WHAT YOU SHOULD DO> Images embedded in the records are excluded; print everything else exactly as given.

Raw records>
>> begin

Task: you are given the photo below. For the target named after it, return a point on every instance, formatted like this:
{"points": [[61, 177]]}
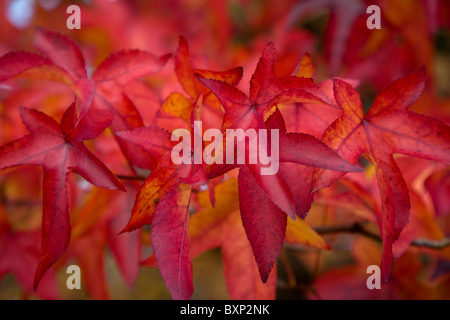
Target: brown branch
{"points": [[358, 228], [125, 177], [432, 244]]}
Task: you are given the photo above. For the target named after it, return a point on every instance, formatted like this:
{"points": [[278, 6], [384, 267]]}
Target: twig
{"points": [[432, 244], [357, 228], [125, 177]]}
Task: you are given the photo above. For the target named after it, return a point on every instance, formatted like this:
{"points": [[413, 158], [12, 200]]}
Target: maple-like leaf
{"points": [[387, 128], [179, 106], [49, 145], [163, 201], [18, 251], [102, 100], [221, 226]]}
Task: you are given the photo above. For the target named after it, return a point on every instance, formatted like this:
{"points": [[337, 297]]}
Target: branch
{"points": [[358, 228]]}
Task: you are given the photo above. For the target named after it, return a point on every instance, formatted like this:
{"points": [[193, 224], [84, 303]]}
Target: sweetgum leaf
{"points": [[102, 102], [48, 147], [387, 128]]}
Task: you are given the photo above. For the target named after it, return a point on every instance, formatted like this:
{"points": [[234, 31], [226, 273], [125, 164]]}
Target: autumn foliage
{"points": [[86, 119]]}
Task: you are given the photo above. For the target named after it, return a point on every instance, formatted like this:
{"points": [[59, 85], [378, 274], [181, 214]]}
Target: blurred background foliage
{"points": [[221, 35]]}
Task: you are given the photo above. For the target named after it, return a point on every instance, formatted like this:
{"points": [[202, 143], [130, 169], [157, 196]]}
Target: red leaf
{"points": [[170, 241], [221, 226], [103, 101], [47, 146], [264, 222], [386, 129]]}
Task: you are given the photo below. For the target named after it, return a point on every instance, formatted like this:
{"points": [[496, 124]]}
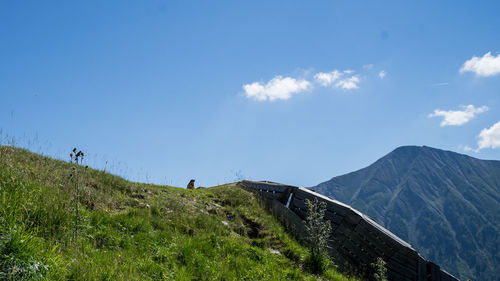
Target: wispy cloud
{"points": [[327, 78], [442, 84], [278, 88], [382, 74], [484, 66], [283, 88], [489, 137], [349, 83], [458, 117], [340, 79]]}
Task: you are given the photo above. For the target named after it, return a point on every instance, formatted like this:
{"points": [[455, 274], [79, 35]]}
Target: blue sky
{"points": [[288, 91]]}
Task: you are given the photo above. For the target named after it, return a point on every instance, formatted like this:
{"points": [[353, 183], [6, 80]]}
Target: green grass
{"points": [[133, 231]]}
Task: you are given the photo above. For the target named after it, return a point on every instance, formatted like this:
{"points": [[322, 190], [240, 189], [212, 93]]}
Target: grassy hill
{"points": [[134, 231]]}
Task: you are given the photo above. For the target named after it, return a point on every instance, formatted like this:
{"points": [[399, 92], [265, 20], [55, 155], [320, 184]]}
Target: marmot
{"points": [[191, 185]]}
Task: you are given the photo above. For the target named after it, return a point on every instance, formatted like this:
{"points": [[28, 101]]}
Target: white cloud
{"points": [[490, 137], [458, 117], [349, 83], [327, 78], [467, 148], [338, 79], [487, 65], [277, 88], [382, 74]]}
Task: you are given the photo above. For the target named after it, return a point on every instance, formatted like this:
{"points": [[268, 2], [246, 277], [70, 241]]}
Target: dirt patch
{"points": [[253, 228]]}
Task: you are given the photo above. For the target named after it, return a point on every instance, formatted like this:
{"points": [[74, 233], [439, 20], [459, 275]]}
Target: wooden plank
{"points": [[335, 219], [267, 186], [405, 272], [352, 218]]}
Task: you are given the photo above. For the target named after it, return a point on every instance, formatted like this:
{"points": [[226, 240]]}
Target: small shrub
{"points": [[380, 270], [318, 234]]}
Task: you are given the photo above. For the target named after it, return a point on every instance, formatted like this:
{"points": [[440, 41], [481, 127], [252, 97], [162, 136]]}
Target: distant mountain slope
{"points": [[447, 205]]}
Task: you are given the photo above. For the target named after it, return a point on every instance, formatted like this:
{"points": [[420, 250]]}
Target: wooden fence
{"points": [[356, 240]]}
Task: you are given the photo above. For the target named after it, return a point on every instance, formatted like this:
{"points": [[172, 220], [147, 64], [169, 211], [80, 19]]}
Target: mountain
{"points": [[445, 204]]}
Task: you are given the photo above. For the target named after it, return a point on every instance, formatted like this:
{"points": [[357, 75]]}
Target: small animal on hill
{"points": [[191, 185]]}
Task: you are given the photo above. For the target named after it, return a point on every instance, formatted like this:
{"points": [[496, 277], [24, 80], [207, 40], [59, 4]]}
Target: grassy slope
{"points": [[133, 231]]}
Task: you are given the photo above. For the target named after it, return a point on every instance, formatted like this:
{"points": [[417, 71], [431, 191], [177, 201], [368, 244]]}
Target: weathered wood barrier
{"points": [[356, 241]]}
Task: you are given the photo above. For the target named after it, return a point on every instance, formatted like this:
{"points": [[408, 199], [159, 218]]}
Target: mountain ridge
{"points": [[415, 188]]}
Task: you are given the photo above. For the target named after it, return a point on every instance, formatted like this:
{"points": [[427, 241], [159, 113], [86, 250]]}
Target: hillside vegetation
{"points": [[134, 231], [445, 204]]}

>> end

COMPLETED EXERCISE>
Task: you are given the photo below. For the target named after it, return a point on every instance, formatted like this:
{"points": [[61, 177]]}
Target: brown branch
{"points": [[358, 228], [125, 177], [432, 244]]}
Task: you are given the photo above. For the target named after it, return a point on every instance, formatted like this:
{"points": [[278, 6], [384, 267]]}
Target: twig
{"points": [[432, 244], [357, 228], [125, 177]]}
Task: you are given the photo above. For the target named after it, return a point on every instance, formatted like this:
{"points": [[413, 158], [12, 200]]}
Target: maple-like leaf
{"points": [[387, 128], [179, 106], [49, 145], [163, 201], [18, 251], [102, 100], [221, 226]]}
Task: you are given the photo above. For the target named after it, return a point on every instance, formatted like this:
{"points": [[337, 297]]}
Target: branch
{"points": [[358, 228]]}
Task: you are given the photo above. For the target named after it, return a point on every instance, formatted like this:
{"points": [[193, 224], [84, 303]]}
Target: sweetgum leaf
{"points": [[102, 102], [48, 147], [387, 128]]}
Task: you are given the photo above. For the target named after it, return a point on every instance, formatted like this:
{"points": [[234, 31], [226, 273], [125, 164]]}
Target: autumn foliage
{"points": [[86, 119]]}
Task: you are given the photo above. For the target named after it, return a point on every instance, formatted like this:
{"points": [[59, 85], [378, 274], [181, 214]]}
Target: blurred background foliage
{"points": [[221, 35]]}
Task: you are given the photo above. For the target named after it, return a point on every instance, formatted like this:
{"points": [[202, 143], [130, 169], [157, 196]]}
Target: red leaf
{"points": [[170, 241], [221, 226], [103, 101], [47, 146], [264, 222], [386, 129]]}
Task: you are given the photo below. For the target named after it, return a point on every instance, formatted like this:
{"points": [[496, 124]]}
Target: wispy cloud
{"points": [[327, 78], [442, 84], [278, 88], [382, 74], [484, 66], [283, 88], [489, 137], [349, 83], [458, 117], [340, 79]]}
Task: you are given the photo above. For the target named after it, return a point on every instance, formatted like this:
{"points": [[455, 274], [79, 35]]}
Target: blue sky
{"points": [[288, 91]]}
Task: you are given the photo above. For the target named after it, return a point on every instance, formatted like this:
{"points": [[353, 183], [6, 80]]}
Target: green grass
{"points": [[133, 231]]}
Task: you are given the photo above. For the target named after it, return a point on every instance, formatted like this:
{"points": [[322, 190], [240, 189], [212, 93]]}
Target: grassy hill
{"points": [[134, 231]]}
Task: you are given the photo above. For the target named after it, return a point on every instance, formatted like this:
{"points": [[399, 92], [265, 20], [55, 155], [320, 184]]}
Target: marmot
{"points": [[191, 185]]}
Task: you are given the photo above. For the target named after it, return a point on every instance, formatted like this:
{"points": [[28, 101]]}
Target: white cloud
{"points": [[490, 137], [458, 117], [349, 83], [327, 78], [467, 148], [338, 79], [487, 65], [277, 88], [382, 74]]}
Task: you are given the photo above. For the target named after it, return a point on every instance, formatted like this:
{"points": [[268, 2], [246, 277], [70, 241]]}
Target: dirt patch
{"points": [[253, 228]]}
Task: you are given the photo above. For the target named after it, return a point on every instance, formatted like this:
{"points": [[74, 233], [439, 20], [459, 275]]}
Target: wooden plank
{"points": [[335, 219], [267, 186], [405, 272], [352, 218]]}
Task: you are given the photo above. For the target named after it, return a point on every instance, formatted like this:
{"points": [[226, 240]]}
Target: small shrub
{"points": [[380, 270], [318, 234]]}
Task: you are given the photo above. For the target named after it, return a point on every instance, formatted like this:
{"points": [[440, 41], [481, 127], [252, 97], [162, 136]]}
Target: distant mountain slope
{"points": [[447, 205]]}
Task: you are given the photo above. For the target named after it, return a point on every instance, formatted like this:
{"points": [[420, 250]]}
Target: wooden fence
{"points": [[356, 240]]}
Task: you are given the photo above. For the target named after it, return a point on every instance, formatted like this:
{"points": [[172, 220], [147, 64], [169, 211], [80, 19]]}
Target: mountain
{"points": [[445, 204]]}
Task: you are given the photo above. For the target named after it, return a point on every instance, formatted like this:
{"points": [[357, 75]]}
Target: small animal on hill
{"points": [[191, 185]]}
Task: you are given the photo above. For the target named after it, return a point on every instance, formatted like this:
{"points": [[496, 277], [24, 80], [207, 40], [59, 4]]}
Target: grassy slope
{"points": [[133, 231]]}
Task: you are given the photo above. For the target named after it, return a point on every instance, formatted like this:
{"points": [[417, 71], [431, 191], [177, 201], [368, 244]]}
Target: weathered wood barrier
{"points": [[356, 241]]}
Task: you are given the photo above. For the target named after it, return a point on every instance, formatted like this:
{"points": [[408, 199], [159, 218]]}
Target: mountain ridge
{"points": [[415, 188]]}
Task: you are given the photo above. For the target named after it, return a point on every instance, formatted like this:
{"points": [[427, 241], [159, 113], [86, 250]]}
Target: hillside vegetation
{"points": [[134, 231], [445, 204]]}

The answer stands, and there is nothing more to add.